Image location labeling entries
———

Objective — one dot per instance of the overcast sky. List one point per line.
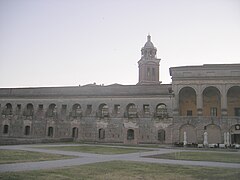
(78, 42)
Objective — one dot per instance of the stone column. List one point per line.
(176, 105)
(224, 102)
(199, 104)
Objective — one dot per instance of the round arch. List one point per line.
(190, 133)
(211, 101)
(214, 134)
(187, 102)
(233, 101)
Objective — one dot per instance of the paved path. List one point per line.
(87, 158)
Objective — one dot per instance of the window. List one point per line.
(89, 109)
(130, 134)
(161, 135)
(189, 112)
(5, 129)
(27, 130)
(19, 107)
(116, 108)
(146, 109)
(40, 107)
(213, 111)
(237, 111)
(50, 131)
(75, 132)
(101, 133)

———

DIRECTIONS
Your task is to repeat the data above exactly while excluding the pictures.

FINAL ANSWER
Objective — one dot per instance of the overcast sky. List one point per line.
(78, 42)
Objective — one dot per instance of the stone column. List one point per line.
(176, 105)
(224, 102)
(199, 104)
Objective — one dot per instance of the round arch. List one point per line.
(190, 133)
(211, 101)
(214, 134)
(187, 102)
(233, 101)
Objective — one dot per instance of the paved path. List one point per line.
(87, 158)
Objective — one dot per instance of the window. List one point per line.
(89, 109)
(130, 134)
(161, 135)
(189, 112)
(5, 129)
(27, 130)
(19, 107)
(116, 108)
(146, 109)
(40, 107)
(213, 111)
(237, 111)
(50, 131)
(75, 132)
(101, 133)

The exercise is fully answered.